SOURCE EXCERPT:
- - - - -

# Where can I buy 'Cold packs'?



## Cypher (Apr 15, 2006)

Like the title says, I'm looking to buy some cold packs to ship stuff across the country. Any ideas where I can get them, preferably in singles? Thanks.


----------



## sugarglidder (Mar 26, 2010)

most companies us water and just freeze it. but it only lasts upto 24 hours. what are you shipping??


----------



## Cypher (Apr 15, 2006)

Just a small piece of soft coral.


----------



## Chris S (Dec 19, 2007)

You can double bag the coral, then bag it in another bag with some ice - should ship fine. Probably don't need to do that if you use a cooler though


----------



## Cypher (Apr 15, 2006)

I'm cringing at the extra weight now... Are cold packs really necessary in Canada? Yes, I know it's summer but it's not like we're in Florida...


----------



## dp12345 (Sep 12, 2010)

try dollarama stores for clod packs.
dp


----------



## tom g (Jul 8, 2009)

- - - - -

[Data items]

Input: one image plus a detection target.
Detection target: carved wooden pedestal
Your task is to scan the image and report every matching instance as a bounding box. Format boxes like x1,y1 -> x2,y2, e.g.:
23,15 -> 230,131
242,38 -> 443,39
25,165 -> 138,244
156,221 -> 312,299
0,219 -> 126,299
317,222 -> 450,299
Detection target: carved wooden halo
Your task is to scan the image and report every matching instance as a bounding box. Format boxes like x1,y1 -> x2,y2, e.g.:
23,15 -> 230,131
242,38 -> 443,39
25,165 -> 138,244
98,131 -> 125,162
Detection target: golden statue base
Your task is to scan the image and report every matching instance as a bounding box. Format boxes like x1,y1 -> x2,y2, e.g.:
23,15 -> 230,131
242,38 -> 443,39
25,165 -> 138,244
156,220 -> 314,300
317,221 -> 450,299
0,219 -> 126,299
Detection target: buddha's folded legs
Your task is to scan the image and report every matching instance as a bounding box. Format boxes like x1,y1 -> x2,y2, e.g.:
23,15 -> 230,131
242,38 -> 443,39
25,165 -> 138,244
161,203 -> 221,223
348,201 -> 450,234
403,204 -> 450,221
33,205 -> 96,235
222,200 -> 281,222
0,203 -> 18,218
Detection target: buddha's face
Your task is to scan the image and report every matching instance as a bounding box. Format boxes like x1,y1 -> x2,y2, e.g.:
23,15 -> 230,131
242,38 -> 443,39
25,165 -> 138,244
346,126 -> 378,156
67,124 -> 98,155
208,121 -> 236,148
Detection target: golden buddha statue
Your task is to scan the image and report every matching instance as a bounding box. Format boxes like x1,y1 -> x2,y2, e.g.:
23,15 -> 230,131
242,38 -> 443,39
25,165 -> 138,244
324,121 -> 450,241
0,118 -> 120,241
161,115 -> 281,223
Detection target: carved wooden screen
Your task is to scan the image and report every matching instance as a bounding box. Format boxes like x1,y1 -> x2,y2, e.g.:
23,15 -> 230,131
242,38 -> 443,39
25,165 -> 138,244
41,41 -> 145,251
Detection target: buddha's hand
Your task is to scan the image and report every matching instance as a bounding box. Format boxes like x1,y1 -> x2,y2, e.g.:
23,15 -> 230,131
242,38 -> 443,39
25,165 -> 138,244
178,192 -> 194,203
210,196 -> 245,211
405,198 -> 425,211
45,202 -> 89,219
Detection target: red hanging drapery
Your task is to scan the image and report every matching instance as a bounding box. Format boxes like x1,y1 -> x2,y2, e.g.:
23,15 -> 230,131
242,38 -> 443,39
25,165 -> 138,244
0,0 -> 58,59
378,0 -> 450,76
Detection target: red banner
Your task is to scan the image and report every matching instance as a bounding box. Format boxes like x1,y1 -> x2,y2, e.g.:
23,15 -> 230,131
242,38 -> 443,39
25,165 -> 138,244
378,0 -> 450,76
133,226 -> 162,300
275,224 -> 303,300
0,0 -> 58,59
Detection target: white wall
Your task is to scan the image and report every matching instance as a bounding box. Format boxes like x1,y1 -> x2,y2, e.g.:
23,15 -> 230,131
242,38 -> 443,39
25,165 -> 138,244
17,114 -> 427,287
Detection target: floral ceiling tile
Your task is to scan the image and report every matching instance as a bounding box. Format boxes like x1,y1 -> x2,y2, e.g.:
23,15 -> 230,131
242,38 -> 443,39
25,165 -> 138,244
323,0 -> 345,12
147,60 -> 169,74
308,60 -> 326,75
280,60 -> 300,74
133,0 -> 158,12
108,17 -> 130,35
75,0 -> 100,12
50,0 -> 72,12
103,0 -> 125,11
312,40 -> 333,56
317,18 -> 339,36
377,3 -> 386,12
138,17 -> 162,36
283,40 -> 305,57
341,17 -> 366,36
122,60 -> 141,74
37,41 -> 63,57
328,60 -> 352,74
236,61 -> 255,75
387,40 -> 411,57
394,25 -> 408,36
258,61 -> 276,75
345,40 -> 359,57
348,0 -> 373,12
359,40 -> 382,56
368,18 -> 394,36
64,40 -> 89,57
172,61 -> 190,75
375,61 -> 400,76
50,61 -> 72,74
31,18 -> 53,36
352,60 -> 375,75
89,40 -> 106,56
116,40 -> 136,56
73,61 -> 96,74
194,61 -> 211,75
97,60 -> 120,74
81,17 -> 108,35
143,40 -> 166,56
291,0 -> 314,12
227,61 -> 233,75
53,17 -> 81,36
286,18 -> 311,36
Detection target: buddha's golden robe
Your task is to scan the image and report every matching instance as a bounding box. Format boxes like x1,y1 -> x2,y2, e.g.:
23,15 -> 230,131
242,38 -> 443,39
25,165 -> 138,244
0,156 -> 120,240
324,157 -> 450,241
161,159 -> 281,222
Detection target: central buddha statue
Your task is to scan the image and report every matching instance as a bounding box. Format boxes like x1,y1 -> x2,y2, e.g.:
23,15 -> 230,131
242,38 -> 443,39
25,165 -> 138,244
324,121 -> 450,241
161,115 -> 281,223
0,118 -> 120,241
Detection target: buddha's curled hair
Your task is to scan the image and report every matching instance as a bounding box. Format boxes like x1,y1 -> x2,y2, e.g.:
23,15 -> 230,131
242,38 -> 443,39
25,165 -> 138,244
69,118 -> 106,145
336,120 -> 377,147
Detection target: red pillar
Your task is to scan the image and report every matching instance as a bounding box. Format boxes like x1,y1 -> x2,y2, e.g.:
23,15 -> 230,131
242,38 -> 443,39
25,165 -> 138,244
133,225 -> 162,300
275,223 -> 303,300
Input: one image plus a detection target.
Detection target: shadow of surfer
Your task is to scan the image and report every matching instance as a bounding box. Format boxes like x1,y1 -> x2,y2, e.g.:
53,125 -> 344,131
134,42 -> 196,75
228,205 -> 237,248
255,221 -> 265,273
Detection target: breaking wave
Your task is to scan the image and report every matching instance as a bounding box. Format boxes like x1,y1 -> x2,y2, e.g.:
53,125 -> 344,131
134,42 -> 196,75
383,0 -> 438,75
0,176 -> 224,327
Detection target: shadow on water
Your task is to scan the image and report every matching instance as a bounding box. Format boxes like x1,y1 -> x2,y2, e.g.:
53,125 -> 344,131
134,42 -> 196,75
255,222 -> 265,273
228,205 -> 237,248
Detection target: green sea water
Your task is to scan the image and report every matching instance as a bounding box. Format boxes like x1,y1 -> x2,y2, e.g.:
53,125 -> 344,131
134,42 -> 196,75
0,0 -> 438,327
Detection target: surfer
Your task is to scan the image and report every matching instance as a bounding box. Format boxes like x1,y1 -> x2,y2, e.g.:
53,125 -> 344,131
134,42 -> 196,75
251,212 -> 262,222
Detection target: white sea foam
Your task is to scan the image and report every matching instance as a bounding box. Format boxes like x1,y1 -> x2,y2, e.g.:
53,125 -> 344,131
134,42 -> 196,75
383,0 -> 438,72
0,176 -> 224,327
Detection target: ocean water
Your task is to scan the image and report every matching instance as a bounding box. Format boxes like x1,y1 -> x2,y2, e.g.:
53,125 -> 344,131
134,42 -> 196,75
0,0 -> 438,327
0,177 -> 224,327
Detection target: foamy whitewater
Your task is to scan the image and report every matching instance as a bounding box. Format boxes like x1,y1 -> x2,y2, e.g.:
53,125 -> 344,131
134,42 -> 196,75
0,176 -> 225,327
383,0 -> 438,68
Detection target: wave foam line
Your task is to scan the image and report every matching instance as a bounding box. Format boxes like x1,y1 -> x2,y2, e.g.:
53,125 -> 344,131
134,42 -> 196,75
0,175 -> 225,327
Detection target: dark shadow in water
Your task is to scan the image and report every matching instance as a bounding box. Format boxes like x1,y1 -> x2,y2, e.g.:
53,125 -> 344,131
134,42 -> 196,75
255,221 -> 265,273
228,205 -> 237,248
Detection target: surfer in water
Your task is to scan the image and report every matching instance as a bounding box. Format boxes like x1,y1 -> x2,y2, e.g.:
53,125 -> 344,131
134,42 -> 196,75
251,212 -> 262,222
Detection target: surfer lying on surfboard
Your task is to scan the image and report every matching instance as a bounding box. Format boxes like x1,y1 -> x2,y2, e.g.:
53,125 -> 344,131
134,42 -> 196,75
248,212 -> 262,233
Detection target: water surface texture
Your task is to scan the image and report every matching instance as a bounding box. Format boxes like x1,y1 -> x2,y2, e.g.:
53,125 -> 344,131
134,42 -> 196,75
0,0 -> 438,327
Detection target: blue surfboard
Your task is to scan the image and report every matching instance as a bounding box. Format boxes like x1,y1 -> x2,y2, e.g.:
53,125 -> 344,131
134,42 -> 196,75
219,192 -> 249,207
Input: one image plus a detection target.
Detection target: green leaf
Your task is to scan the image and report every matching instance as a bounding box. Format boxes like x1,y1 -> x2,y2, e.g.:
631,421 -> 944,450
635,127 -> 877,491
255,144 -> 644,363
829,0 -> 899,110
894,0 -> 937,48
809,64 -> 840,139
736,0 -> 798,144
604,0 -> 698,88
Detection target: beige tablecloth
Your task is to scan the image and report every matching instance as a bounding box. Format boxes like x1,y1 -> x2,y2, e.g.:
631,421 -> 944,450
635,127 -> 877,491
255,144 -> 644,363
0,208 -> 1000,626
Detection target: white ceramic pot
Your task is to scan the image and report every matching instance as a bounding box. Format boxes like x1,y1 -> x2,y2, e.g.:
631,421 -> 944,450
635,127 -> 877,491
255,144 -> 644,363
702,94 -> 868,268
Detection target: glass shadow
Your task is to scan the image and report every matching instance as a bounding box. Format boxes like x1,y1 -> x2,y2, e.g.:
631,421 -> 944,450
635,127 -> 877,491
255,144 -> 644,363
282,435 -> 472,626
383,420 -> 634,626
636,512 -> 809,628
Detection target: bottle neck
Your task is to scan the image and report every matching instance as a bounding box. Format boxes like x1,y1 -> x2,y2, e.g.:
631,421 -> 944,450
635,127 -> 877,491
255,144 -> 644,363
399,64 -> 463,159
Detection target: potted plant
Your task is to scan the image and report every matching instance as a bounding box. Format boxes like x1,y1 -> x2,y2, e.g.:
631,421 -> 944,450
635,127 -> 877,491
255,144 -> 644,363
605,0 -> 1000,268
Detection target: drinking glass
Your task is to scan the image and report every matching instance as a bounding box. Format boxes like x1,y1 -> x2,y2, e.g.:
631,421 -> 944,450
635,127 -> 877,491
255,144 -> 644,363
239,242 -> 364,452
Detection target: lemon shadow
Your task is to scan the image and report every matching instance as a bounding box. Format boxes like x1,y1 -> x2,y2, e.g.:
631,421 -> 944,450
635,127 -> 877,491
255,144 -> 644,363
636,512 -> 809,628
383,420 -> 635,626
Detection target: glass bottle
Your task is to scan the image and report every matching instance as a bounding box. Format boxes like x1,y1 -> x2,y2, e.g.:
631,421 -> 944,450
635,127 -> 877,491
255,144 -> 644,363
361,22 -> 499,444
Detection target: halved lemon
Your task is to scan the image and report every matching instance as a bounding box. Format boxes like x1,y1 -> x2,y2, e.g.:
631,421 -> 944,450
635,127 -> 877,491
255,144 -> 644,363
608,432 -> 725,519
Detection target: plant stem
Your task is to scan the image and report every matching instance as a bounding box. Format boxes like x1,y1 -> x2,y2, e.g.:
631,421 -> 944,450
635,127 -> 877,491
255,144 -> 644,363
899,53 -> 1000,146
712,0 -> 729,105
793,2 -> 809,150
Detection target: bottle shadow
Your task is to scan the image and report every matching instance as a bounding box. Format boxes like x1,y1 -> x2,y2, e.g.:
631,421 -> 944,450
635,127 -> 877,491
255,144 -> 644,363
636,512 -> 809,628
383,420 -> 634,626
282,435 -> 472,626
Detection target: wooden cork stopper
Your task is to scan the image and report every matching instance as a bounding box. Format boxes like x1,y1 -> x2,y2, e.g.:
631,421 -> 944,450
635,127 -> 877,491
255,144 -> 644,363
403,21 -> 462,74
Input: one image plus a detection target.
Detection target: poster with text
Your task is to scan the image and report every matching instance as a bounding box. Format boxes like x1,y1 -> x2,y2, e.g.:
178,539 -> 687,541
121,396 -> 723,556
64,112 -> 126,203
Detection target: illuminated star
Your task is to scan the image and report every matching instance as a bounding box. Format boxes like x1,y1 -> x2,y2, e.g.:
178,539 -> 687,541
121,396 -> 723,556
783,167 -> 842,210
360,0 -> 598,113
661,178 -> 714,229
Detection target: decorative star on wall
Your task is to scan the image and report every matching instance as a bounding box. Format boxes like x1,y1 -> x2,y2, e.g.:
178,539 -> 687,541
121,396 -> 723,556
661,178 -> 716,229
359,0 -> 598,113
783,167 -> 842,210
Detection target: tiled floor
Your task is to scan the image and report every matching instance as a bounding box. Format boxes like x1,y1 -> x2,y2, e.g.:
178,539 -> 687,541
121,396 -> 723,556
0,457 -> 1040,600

- - - - -

GIVEN EXERCISE:
Answer these questions using the forum thread about buying cold packs:
1. According to sugarglidder, how long does frozen water last?
2. What is Cypher planning to ship?
3. Which stores does dp12345 suggest for cold packs?
These records were drawn from a different source than the thread about cold packs.

SOLUTION BELOW:
1. Up to 24 hours.
2. A small piece of soft coral.
3. Dollarama stores.